■ **Prompt**:
Pick out each line below that contains the word "river", and copy those lines in full.

■ **Excerpted records**:
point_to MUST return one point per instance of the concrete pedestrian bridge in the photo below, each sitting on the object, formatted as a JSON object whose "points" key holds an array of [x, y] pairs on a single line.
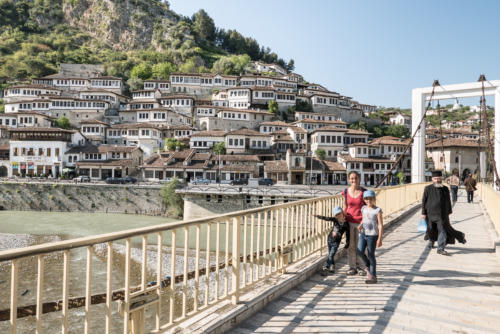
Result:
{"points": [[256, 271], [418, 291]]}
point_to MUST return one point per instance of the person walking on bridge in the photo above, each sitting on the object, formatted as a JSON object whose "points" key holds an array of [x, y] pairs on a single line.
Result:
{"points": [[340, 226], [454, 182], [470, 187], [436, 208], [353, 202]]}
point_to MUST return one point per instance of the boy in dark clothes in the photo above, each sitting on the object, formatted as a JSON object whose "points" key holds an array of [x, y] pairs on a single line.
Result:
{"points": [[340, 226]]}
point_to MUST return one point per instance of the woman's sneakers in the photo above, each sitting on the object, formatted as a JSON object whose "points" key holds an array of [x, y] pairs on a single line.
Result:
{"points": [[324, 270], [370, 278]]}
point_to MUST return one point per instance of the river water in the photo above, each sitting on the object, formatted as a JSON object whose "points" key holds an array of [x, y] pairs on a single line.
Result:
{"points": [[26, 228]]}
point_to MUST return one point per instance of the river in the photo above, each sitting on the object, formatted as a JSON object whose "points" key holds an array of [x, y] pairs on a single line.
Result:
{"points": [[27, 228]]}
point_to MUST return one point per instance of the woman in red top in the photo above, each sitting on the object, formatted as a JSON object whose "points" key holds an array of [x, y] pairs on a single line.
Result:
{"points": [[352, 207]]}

* * *

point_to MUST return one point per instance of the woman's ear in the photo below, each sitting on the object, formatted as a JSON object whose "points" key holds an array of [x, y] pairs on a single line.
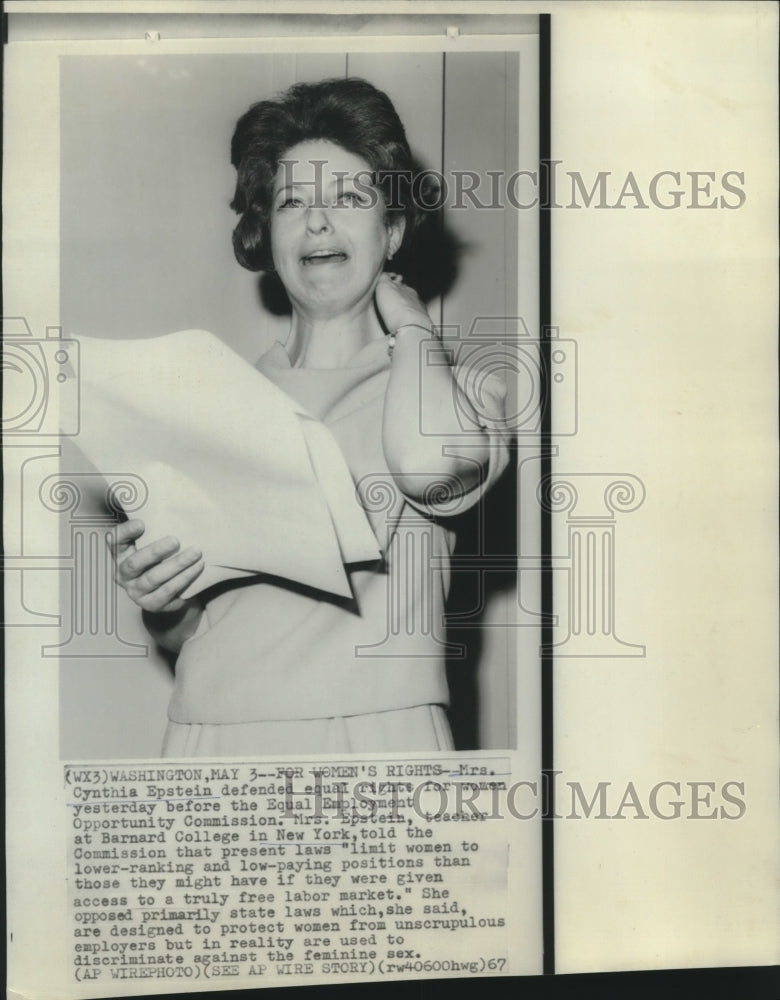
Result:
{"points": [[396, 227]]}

---

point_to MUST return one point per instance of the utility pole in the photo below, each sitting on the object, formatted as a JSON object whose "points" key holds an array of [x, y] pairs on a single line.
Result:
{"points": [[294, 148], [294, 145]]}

■ **Complete output**:
point_to MUST return one point per instance of the river water in the photo above, each sitting on the object, formatted as a JSON object whose "points" key holds an array of [x, y] pairs on a single line.
point_to MUST return one point per instance of the river in the photo above, each sitting on the object, formatted as a JSON object whose "points" key holds an array of [x, y] pairs on a single line.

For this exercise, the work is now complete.